• **Задание 1**
Перескажите в виде краткого списка абзац фрагмента о Пушкине, начинающийся словами «Москва к тому времени его несколько разочаровала», сохранив его основные факты.
• **Задание 2**
Продолжите фрагмент о Пушкине с того места, где он обрывается, начав сразу после последней приведенной стихотворной строки.
=== Фрагмент текста ===
В моей блуждающей судьбе,
Москва, я думал о тебе!..
 
(7, XXXVI)

Москва, город детства Пушкина, откуда его в 1811 г. увезли в Лицей и где с тех пор он ни разу не бывал, встретила его восторженно. Два месяца поэт купался в лучах славы, после чего все-таки вернулся в Михайловское, где закончил и переписал набело пятую главу ЕО и поставил дату – 22 ноября 1826 г.

Шестая глава тогда тоже в целом была написана. Не хватало лишь концовки, потому что закончить главу о гибели юноши-поэта в мажорном ключе было бы некрасиво, а настроение у Пушкина в то время было оптимистическое. Нужные строфы (XLIII–XLV) он сочинил только 10 августа 1827 г. (тоже в Михайловском).

Москва к тому времени его несколько разочаровала. Личное покровительство царя обернулось опекой III отделения. «Борис Годунов» оставался неизданным (до 1831 г.). В обществе поговаривали, что поэт, прежде будто бы такой либеральный, изменил своим убеждениям. Жизнь в Москве и Петербурге (куда он переехал в конце мая 1827 г.) прибавила материальных забот, а молодость, казалось, прошла. Пушкин вступил в пору творческой зрелости и на былые восторги публики, когда «молодежь минувших дней» «буйно волочилась» за его Музой (8, III), уже не рассчитывал. От настоящего его все больше тянуло к прошлому, от стихов – к прозе. В июле 1827 г. он уже начал писать свое первое прозаическое сочинение – исторический роман «Арап Петра Великого»[37]. Это свое новое умонастроение Пушкин и выразил в написанных в августе 1827 г. заключительных строфах для главы о смерти юного поэта:

 
Лета к суровой прозе клонят,
Лета шалунью рифму гонят…
‹…
Ужель и впрямь и в самом деле
Без элегических затей
Весна моих промчалась дней
(Что я шутя твердил доселе)?
=== Данные ===
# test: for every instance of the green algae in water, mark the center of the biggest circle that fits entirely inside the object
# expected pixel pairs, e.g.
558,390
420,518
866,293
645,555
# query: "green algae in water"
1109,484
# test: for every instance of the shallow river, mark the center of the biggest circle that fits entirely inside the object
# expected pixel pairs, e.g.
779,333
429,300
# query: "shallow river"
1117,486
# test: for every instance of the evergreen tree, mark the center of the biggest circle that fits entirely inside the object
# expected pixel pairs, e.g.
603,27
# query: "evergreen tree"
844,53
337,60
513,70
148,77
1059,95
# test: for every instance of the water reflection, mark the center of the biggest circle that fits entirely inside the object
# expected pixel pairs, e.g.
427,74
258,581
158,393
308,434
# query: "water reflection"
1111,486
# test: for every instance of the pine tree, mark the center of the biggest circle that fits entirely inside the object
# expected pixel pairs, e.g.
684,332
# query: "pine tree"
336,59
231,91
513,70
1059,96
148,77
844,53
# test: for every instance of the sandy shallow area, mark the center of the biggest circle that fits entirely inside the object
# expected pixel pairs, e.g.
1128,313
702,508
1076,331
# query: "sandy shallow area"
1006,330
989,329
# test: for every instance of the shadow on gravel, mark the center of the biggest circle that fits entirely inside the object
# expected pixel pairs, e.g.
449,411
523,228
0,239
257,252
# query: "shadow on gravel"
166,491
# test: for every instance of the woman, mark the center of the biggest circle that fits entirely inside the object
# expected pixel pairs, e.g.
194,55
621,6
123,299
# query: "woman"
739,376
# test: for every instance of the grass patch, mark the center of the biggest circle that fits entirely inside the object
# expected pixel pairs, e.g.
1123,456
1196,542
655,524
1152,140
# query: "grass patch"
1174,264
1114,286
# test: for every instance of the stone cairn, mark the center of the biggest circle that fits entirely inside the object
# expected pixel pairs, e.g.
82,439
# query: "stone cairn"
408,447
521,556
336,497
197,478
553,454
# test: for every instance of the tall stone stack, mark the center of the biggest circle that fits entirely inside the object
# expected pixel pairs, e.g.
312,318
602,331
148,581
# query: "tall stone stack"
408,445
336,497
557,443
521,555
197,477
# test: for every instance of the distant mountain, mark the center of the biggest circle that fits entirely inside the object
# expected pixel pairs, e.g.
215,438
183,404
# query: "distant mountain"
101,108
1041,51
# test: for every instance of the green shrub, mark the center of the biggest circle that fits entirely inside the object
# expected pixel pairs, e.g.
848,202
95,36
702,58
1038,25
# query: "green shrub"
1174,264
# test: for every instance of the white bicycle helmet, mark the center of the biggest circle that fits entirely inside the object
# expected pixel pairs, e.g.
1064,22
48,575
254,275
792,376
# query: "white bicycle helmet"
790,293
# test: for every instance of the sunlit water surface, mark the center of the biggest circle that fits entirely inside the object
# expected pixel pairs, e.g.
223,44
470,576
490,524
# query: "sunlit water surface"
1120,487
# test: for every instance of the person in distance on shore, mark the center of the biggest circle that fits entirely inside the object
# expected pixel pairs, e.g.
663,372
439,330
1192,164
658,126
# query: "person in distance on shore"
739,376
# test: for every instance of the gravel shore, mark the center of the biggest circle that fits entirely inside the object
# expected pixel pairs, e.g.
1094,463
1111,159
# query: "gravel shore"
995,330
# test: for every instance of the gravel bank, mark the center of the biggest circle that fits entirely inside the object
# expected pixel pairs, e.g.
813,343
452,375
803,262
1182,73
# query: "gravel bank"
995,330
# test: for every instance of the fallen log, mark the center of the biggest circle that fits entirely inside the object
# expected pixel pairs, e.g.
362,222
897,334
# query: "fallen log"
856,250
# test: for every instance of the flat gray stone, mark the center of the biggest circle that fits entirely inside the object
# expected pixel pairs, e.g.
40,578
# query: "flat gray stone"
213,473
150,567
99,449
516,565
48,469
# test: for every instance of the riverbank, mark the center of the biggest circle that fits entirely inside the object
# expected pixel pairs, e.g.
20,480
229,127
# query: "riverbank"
===
• **Верный ответ 1**
- К этому времени Москва несколько разочаровала Пушкина.
- Личное покровительство царя обернулось опекой III отделения.
- «Борис Годунов» оставался неизданным до 1831 г.
- В обществе поговаривали, что поэт изменил прежним либеральным убеждениям.
- Жизнь в Москве и Петербурге, куда он переехал в конце мая 1827 г., прибавила материальных забот, а молодость, казалось, прошла.
- Пушкин вступил в пору творческой зрелости и на былые восторги публики уже не рассчитывал.
- Его всё больше тянуло от настоящего к прошлому, от стихов к прозе. В июле 1827 г. он начал свое первое прозаическое сочинение, исторический роман «Арап Петра Великого».
- Это умонастроение он выразил в заключительных строфах главы о смерти юного поэта, написанных в августе 1827 г.

• **Верный ответ 2**
И ей ужель возврата нет?
Ужель мне скоро тридцать лет?
 
 
Так, полдень мой настал, и нужно
Мне в том сознаться, вижу я.
‹…
Довольно! С ясною душою
Пускаюсь ныне в новый путь
От жизни прошлой отдохнуть.
 
(6, XLIII–XLV)

В «новый путь» после смерти Ленского отправились и герои романа: Онегин – в свои бесцельные странствия, Татьяна – в Москву.

Седьмая глава ЕО была написана в 1827–1828 гг. (начата 18 марта 1827 г., завершена 4 ноября 1828 г.). Вся она посвящена Татьяне и поделена между деревней и Москвой. После отъезда Ольги Татьяна остается «в одиночестве жестоком» (7, XIV). Она по-прежнему любит Онегина, но совершенное им убийство заставило ее взглянуть на него по-другому, открыло худшие его стороны. В «пустынном замке» уехавшего Онегина она читает его любимые книги, в которых действуют герои, во всем разочарованные, с душой «себялюбивой и сухой» (7, XXII), и сама испытывает первое в своей жизни разочарование:

 
И начинает понемногу
Моя Татьяна понимать
Теперь яснее – слава Богу —
Того, по ком она вздыхать
Осуждена судьбою властной…
‹…
Уж не пародия ли он?
 
(7, XXIV)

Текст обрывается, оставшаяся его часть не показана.